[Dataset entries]
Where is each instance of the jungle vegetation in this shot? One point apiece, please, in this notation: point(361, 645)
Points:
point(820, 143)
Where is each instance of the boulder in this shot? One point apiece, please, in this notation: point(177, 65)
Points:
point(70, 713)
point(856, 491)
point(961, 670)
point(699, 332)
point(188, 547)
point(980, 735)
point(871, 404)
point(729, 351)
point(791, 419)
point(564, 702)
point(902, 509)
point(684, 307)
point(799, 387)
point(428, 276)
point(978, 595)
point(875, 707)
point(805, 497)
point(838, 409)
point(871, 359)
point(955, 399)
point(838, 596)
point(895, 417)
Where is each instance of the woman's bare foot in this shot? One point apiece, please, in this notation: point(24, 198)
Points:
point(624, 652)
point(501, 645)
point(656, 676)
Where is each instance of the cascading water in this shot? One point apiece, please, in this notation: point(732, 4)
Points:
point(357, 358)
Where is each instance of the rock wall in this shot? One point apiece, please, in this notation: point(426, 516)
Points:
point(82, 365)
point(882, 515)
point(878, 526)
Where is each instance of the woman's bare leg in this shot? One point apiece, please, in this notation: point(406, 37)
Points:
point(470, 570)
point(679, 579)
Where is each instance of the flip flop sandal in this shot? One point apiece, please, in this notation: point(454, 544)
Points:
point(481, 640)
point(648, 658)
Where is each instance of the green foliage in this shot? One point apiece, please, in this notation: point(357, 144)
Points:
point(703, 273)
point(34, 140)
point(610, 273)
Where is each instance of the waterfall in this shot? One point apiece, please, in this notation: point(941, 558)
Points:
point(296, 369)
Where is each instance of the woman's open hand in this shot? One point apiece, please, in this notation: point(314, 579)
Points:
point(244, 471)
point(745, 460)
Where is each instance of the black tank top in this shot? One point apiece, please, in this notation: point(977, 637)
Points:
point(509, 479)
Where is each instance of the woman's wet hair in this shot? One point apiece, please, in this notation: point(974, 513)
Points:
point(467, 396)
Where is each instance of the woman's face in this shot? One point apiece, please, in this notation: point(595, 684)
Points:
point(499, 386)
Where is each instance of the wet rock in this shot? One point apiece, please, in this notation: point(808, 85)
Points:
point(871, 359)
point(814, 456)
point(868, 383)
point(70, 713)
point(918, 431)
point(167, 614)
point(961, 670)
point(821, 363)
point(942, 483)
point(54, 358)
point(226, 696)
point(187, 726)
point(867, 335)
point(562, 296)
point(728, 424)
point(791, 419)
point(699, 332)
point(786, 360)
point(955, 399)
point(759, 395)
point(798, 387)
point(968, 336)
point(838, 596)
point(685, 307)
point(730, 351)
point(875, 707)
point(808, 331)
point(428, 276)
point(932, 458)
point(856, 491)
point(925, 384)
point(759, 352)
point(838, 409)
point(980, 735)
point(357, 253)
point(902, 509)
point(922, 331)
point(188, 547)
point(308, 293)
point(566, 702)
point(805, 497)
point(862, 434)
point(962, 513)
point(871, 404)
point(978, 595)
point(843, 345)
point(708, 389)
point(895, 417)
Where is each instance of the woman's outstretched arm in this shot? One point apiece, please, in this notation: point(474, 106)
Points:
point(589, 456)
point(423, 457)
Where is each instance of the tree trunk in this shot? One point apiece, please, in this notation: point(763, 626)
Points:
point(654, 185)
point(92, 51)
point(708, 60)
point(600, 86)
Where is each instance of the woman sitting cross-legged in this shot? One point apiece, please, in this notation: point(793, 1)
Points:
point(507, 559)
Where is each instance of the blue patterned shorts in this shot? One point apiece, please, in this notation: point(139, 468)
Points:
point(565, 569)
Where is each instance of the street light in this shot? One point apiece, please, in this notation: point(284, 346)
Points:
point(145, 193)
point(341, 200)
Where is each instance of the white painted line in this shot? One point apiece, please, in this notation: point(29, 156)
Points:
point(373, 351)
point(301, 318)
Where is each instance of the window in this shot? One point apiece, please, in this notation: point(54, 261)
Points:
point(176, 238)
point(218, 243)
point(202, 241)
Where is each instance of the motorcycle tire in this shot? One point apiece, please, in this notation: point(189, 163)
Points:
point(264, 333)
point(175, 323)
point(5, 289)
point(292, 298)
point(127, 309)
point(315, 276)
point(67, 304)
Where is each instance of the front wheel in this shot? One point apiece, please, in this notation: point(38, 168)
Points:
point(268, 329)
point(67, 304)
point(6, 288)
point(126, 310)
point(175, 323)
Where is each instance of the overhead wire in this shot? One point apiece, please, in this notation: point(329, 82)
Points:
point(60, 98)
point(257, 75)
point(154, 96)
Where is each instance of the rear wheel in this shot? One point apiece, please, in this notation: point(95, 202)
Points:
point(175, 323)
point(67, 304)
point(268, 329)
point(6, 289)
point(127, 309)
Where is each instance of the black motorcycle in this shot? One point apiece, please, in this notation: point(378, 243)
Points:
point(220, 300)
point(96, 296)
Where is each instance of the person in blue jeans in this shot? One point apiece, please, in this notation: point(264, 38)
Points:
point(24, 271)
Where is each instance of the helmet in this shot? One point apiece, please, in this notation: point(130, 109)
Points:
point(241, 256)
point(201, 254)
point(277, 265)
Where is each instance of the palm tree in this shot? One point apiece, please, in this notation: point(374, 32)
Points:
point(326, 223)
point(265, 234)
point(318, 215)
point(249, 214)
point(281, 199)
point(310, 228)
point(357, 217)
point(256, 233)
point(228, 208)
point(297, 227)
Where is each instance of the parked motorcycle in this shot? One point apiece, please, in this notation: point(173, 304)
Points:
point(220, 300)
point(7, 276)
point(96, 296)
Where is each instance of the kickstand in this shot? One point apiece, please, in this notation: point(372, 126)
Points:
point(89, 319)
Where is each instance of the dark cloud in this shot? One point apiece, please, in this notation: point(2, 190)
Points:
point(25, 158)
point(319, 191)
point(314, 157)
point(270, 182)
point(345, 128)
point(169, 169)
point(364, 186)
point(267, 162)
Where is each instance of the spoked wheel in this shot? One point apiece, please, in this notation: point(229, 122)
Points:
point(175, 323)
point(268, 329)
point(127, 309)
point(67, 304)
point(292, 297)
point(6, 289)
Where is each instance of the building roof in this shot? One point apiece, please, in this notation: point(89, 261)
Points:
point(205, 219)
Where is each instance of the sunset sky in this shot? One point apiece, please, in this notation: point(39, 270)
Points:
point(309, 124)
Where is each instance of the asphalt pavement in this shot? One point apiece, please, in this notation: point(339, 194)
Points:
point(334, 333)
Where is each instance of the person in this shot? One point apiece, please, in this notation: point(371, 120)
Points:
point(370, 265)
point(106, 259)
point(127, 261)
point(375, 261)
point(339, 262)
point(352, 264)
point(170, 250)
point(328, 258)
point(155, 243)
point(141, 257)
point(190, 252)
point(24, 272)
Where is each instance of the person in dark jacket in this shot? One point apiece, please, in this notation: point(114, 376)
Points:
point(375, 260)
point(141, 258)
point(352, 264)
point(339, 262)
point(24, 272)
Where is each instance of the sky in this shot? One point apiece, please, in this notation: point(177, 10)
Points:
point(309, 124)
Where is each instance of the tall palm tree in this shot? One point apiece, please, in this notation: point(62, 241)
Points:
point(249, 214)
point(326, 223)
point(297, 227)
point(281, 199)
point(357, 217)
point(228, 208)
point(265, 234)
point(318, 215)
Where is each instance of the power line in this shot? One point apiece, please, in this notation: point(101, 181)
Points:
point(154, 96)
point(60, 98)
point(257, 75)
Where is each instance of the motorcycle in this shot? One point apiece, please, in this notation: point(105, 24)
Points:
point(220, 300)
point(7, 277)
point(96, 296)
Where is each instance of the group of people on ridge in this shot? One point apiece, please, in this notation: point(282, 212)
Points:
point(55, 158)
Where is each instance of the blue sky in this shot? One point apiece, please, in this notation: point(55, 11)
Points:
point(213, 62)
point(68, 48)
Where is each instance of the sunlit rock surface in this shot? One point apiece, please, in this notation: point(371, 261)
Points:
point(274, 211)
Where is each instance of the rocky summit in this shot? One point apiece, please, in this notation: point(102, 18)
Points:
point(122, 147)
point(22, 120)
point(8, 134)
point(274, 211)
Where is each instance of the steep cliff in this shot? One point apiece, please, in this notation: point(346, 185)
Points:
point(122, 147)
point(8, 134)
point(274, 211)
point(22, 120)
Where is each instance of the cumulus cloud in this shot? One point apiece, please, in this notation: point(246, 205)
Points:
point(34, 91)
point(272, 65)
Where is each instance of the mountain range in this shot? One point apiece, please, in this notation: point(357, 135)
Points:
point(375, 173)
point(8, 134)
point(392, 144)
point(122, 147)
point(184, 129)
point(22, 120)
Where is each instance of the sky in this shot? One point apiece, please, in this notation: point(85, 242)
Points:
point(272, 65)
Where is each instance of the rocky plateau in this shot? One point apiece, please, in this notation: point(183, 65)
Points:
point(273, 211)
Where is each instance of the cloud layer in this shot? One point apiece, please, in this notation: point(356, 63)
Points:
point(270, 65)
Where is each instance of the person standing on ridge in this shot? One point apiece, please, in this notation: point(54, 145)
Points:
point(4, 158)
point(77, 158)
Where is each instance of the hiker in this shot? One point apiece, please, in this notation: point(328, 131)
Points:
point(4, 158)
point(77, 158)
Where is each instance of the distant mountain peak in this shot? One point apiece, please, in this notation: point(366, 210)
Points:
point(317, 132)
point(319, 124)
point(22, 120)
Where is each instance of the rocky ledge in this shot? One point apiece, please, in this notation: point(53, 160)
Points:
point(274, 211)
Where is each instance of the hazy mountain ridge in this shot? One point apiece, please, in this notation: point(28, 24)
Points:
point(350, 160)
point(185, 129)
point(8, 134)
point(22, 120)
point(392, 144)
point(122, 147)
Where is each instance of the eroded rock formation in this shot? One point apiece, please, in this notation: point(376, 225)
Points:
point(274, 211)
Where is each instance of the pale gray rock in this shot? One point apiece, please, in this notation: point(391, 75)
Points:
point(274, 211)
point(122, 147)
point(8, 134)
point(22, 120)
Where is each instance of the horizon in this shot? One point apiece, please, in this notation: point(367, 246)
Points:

■ Requirement: From the entries above, show each line that includes the string "palm".

■ Reply to the exercise:
Where is each instance of the palm tree in this shot? One point apiece, please, in this notation: point(374, 32)
Where is each instance of the tall palm tree in this shot? One point apiece, please, in this notation: point(62, 241)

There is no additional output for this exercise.